[TRY IT]
The response should hold every record from the listing that follows, verbatim, and no pictures.

:::

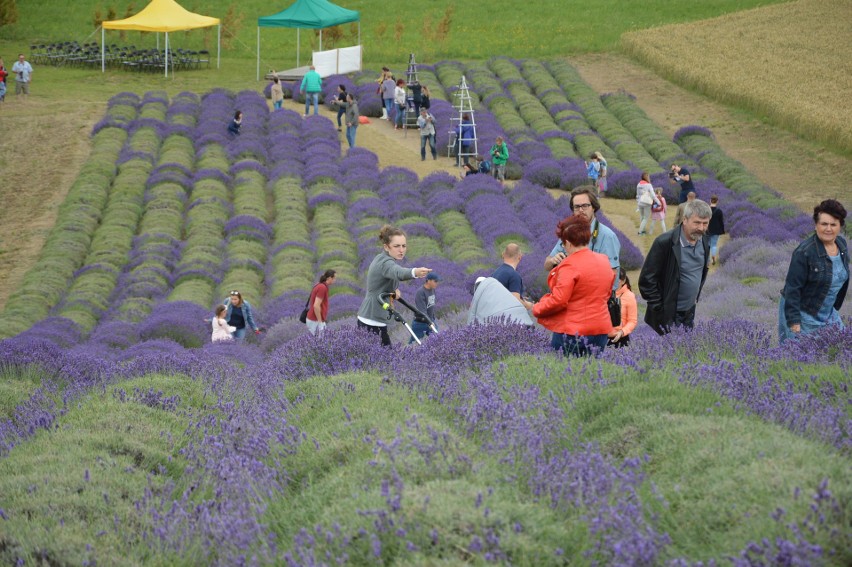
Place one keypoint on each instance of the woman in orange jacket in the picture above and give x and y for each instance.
(576, 307)
(620, 336)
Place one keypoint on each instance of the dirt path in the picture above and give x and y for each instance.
(49, 144)
(41, 153)
(802, 171)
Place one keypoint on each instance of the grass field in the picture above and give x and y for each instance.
(390, 30)
(121, 446)
(791, 64)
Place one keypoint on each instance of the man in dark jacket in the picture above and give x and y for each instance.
(675, 270)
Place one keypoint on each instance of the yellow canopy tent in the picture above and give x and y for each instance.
(162, 16)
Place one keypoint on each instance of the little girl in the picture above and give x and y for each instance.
(221, 330)
(658, 213)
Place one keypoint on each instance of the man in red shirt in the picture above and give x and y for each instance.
(318, 303)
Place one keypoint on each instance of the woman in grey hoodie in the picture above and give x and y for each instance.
(383, 277)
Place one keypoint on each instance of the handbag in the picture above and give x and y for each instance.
(614, 306)
(303, 316)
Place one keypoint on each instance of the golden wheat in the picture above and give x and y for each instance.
(791, 63)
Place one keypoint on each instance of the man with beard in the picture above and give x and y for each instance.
(675, 270)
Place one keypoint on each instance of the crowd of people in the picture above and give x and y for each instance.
(591, 303)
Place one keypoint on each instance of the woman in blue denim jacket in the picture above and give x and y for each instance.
(818, 277)
(239, 315)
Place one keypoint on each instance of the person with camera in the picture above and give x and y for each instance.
(23, 75)
(679, 174)
(426, 123)
(499, 153)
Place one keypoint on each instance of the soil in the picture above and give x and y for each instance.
(802, 171)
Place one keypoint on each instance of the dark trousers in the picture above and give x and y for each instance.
(572, 345)
(685, 318)
(381, 331)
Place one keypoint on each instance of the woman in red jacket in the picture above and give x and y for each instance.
(575, 309)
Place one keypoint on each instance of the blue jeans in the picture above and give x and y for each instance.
(350, 134)
(431, 138)
(714, 244)
(572, 345)
(312, 97)
(420, 329)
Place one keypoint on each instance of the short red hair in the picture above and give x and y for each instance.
(574, 229)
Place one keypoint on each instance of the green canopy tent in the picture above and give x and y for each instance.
(308, 14)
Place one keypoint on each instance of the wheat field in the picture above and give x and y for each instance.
(789, 63)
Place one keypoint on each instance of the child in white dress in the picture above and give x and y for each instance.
(221, 330)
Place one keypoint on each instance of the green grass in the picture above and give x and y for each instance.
(389, 30)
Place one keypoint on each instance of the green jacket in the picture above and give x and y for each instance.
(311, 82)
(499, 155)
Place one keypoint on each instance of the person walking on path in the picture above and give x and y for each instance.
(340, 101)
(658, 211)
(620, 335)
(675, 270)
(499, 153)
(580, 286)
(508, 275)
(426, 123)
(318, 304)
(311, 87)
(424, 301)
(388, 89)
(818, 277)
(716, 228)
(221, 330)
(604, 173)
(353, 116)
(399, 100)
(464, 138)
(681, 175)
(383, 277)
(277, 94)
(593, 170)
(3, 75)
(23, 75)
(645, 198)
(238, 314)
(236, 124)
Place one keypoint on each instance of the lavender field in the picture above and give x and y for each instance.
(125, 437)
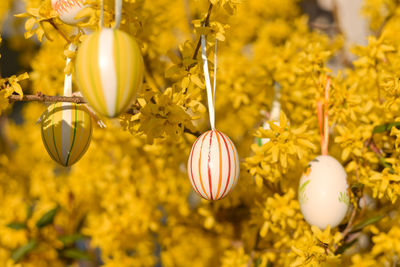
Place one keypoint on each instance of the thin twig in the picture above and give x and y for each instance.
(47, 98)
(350, 223)
(206, 23)
(51, 21)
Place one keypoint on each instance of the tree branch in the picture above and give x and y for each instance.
(206, 23)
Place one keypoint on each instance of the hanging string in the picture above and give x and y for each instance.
(323, 118)
(102, 14)
(210, 91)
(276, 104)
(118, 14)
(68, 77)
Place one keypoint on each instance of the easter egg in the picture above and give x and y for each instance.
(323, 193)
(66, 132)
(68, 9)
(109, 71)
(213, 165)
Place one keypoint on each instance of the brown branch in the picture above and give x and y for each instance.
(205, 23)
(51, 21)
(47, 98)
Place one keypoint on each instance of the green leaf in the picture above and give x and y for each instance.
(47, 218)
(16, 225)
(76, 254)
(70, 239)
(359, 226)
(21, 252)
(344, 247)
(385, 127)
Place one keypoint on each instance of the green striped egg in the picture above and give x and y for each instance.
(109, 71)
(66, 132)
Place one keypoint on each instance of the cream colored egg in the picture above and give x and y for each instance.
(323, 193)
(213, 165)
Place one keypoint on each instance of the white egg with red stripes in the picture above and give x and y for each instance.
(213, 165)
(323, 193)
(66, 132)
(68, 10)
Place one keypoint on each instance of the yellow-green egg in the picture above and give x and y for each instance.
(66, 132)
(109, 71)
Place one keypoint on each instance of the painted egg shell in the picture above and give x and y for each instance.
(323, 192)
(213, 165)
(66, 132)
(68, 9)
(109, 71)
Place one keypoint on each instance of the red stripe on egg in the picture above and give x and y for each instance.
(201, 180)
(208, 165)
(191, 165)
(229, 162)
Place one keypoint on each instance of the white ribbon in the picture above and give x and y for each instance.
(118, 13)
(210, 91)
(68, 77)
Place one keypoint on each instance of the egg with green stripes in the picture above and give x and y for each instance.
(109, 71)
(66, 132)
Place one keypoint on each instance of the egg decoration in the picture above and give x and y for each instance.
(109, 71)
(68, 9)
(213, 165)
(323, 193)
(66, 132)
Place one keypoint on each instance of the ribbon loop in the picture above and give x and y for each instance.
(323, 118)
(210, 91)
(68, 77)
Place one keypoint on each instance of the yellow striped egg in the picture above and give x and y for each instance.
(109, 71)
(213, 165)
(66, 132)
(68, 9)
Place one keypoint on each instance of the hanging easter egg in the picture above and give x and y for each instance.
(109, 71)
(66, 132)
(68, 9)
(323, 193)
(213, 165)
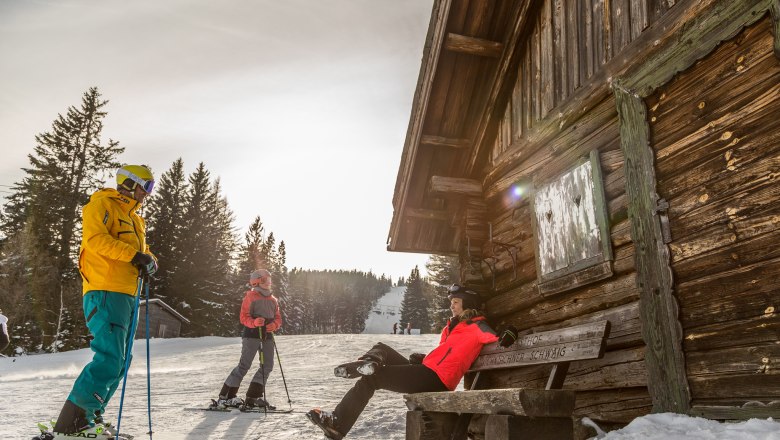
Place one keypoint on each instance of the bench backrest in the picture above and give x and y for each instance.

:::

[ANSWER TO THE PROBLEM]
Place one keypoint on each instance of the woman in orange jacket in the picture above and give x and y for each instance.
(576, 307)
(620, 336)
Place one keypoint on each instance of the dirt path in the picture above and give x and y for each instance.
(49, 144)
(41, 153)
(802, 171)
Place one keypoint on each instance of the grass field in the picture above and give x and y for each instance.
(390, 30)
(121, 446)
(791, 64)
Place one keypoint on each instance of the man in dark jacket in the picture above and give x and y for each instance.
(675, 270)
Place one keypoint on each instance of the yellow canopy tent in the picture above and give x and y for each instance.
(162, 16)
Place one keypoint on each instance of the little girl in the picture above and give x and y for each instance.
(221, 330)
(658, 213)
Place one keypoint on each instance of the man in red shirt in the picture above and give x and y for each instance.
(318, 303)
Place one keypoint on each instance of the woman in grey hoodie in the picture above and give x and y for each instance.
(383, 277)
Place one keypoint on each instance of the handbag in the picture above and give x and y for each instance.
(614, 306)
(303, 316)
Place one keypoint on each instance of the golden wheat in the picture above and give x and y for each instance.
(791, 63)
Place one keypoint on each instance of the man with beard in the picture above and give x and y for each instance.
(675, 270)
Place one keypoint on each instance of the crowd of people in the picture above and give x and y for each instance.
(591, 303)
Place one keypoint on each instance of the woman in blue denim jacket in the picture above and give x and y for each instance.
(818, 277)
(239, 315)
Place one keypoint on each instance of the person with camera in the picture above and give x and y for each instance.
(23, 75)
(679, 174)
(426, 123)
(499, 153)
Place one keypoint on each instance of the soil in the picture above and give x and y for each instance.
(802, 171)
Place one keypoint on each instance of the dark trousers in the picture above and give x and y for each instance.
(572, 345)
(685, 318)
(381, 331)
Place one keypoint on each instance of the woman in red jacket in the picture above and give x and y for each instance.
(575, 309)
Place one keypoint on each instance of the blue jeans in the picture above and give x and y for each instance.
(350, 134)
(431, 138)
(714, 244)
(572, 345)
(312, 97)
(420, 329)
Place one keypoint on each instance of the short red hair in the picture above and give x and y for each instance.
(574, 229)
Place one keypoint on each instance of the green canopy tent in the picture above and give x and y for each instance.
(308, 14)
Place one keypoint on each instance of the wheat field in the picture above and give x and y for each instance.
(789, 63)
Place one keypoint on each instance of the child in white dress in the picture above and give x and y for each instance.
(221, 330)
Place one keypoint on each instance of the green grass in the picture above and give x and y for each instance.
(389, 30)
Place one keypoint on each instance of the green jacket in the picture above and give x and y for each instance.
(311, 82)
(499, 155)
Place one keypoint on each instance of the person walking on path in the picture above and give x and y for each instance.
(340, 101)
(658, 211)
(620, 335)
(675, 270)
(499, 153)
(580, 286)
(508, 275)
(426, 123)
(318, 304)
(311, 87)
(424, 301)
(388, 89)
(818, 277)
(716, 228)
(221, 330)
(604, 173)
(353, 116)
(399, 100)
(464, 138)
(681, 175)
(383, 277)
(277, 94)
(593, 170)
(3, 75)
(23, 75)
(645, 198)
(238, 314)
(236, 124)
Place one keypoint on each instance of the lavender field in the picture above and give x and y for each instance.
(125, 437)
Place one keypoint on each instance of the thin twig in the picture above and give x and y for each instance.
(47, 98)
(350, 223)
(206, 23)
(51, 21)
Place one keypoint on each instance of the tree branch in the picture above and give x and y for each instance.
(206, 23)
Place one keypoint on each instance of the hanging string in the picture above and give x and y for each instance.
(323, 118)
(102, 14)
(210, 91)
(276, 104)
(118, 14)
(68, 77)
Place one keypoint on each instance of the easter egg in the picture above and give x and y for each instance.
(323, 193)
(66, 132)
(68, 9)
(109, 71)
(213, 165)
Place one keypoint on each instance of the brown branch in the picture above and give x and y for each instance.
(205, 23)
(51, 21)
(47, 98)
Place one keypoint on each instance of the green leaf in the picture above and give x and y for each instance.
(47, 218)
(16, 225)
(76, 254)
(70, 239)
(359, 226)
(21, 252)
(344, 247)
(385, 127)
Place one keypoint on each instance of the green striped egg in the picture above and give x and y for each instance.
(109, 71)
(66, 132)
Place one keypoint on each instance of the cream colored egg in the picture above and give x and y for each instance.
(323, 193)
(213, 165)
Place one keypoint on each instance of the white egg with red stripes in the picture above and give x and y for each instance.
(213, 165)
(323, 193)
(66, 132)
(68, 10)
Place one keypoint on each instance of the yellow-green egg in the picture above and give x and y for each instance.
(66, 132)
(109, 71)
Place one keypoint on each instance of the painted egg shell in the picture above and give x and y for each instance.
(323, 192)
(213, 165)
(66, 132)
(68, 9)
(109, 71)
Place one keypoint on each instance of the red stripe on egg in the picture above and give x and y for each instance.
(201, 180)
(208, 165)
(191, 165)
(229, 162)
Place one keypoint on each instance of the white ribbon in the picture above and give x and y for each instance.
(118, 13)
(210, 91)
(68, 77)
Place one keypoint on each instance of the egg with green stripes in the picture above and give x and y for each instance.
(109, 71)
(66, 132)
Place one keypoint on each instance of the egg decoration in the picture above and give x and y for each instance.
(109, 71)
(68, 9)
(213, 165)
(323, 193)
(66, 132)
Place one keypoint on each instance of the ribbon loop in the picture above and give x and y for each instance.
(323, 118)
(210, 91)
(68, 77)
Place one keypoint on each instance of the yellow striped egg in the picture above and give x and y for each instance.
(109, 71)
(213, 165)
(66, 132)
(68, 9)
Place one keypoint on each instance of the hanging easter egg in the picture above and give x and y for each instance.
(109, 71)
(66, 132)
(68, 9)
(323, 193)
(213, 165)
Place one keypoint on each instance of the bench backrest in the picture above and give x and y for each instance.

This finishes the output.